The data architecture framework set up today will determine a firm’s success tomorrow –and how!
In an age where most businesses are already neck-deep in the digital transformation process enforced by the COVID-19 pandemic, success will be primarily determined by a firm’s ability to adapt – especially in the structure of the organisation’s logical and physical data assets and management resources. This includes the models, rules, policies and standards which will govern the procurement, collection, storage, integration and usage of its data resources – or, its data architecture.
According to The Open Group Architecture Framework (TOGAF), the primary goal of setting up a sustainable data architecture is to “translate business needs into data and system requirements and to manage data and its flow through the enterprise.” This is where an integrated team of data architects, data scientists and analysts come into play – and how far they can flourish will determine how far the firm flourishes.
The Principles of Architecture
In determining the appropriate data architecture for an enterprise, primary importance needs to be placed on making data available and transparent. Data is meant to be used as a shared asset, and all modern data architectures need to eliminate compartmentalisation of data in different departmental silos, giving stakeholders a more complete and rounded view of the company and its functioning.
The provision of user-friendly interfaces becomes crucial in this regard, thereby allowing employees to not only easily access the data, but also treat it appropriately using the tools fit for the task at hand. The data being used must be suitably curated and optimised for agility and accuracy.
Security, of course, is also a primary concern and needs to be taken good care of. Security and access controls must begin directly from the raw data itself, and a dedicated cybersecurity suite needs to be set up wherever necessary.

__Problems to solve__.
(A) Reproduce word for word the stretch of the data architecture article from "According to The" through "the firm flourishes.".
(B) In the data architecture article, which activities involving a firm's data resources do the models, rules, policies and standards govern? List all of them.

__Dataset entries__.
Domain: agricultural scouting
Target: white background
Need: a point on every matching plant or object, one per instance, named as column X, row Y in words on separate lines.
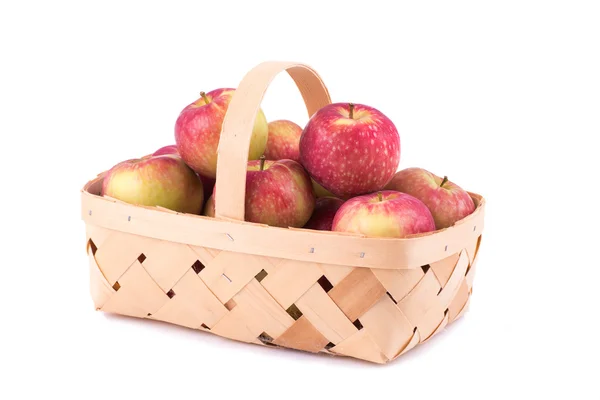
column 503, row 97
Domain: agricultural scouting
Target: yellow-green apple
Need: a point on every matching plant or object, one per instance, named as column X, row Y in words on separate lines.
column 207, row 183
column 278, row 193
column 325, row 209
column 198, row 129
column 350, row 149
column 283, row 141
column 209, row 207
column 447, row 201
column 384, row 214
column 320, row 191
column 163, row 180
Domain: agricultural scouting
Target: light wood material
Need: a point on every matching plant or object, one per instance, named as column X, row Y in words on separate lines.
column 344, row 294
column 239, row 120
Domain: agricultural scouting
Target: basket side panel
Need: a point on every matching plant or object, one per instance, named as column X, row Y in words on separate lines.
column 371, row 314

__Per-task answers__.
(A)
According to The Open Group Architecture Framework (TOGAF), the primary goal of setting up a sustainable data architecture is to “translate business needs into data and system requirements and to manage data and its flow through the enterprise.” This is where an integrated team of data architects, data scientists and analysts come into play – and how far they can flourish will determine how far the firm flourishes.

(B)
- Procurement
- Collection
- Storage
- Integration
- Usage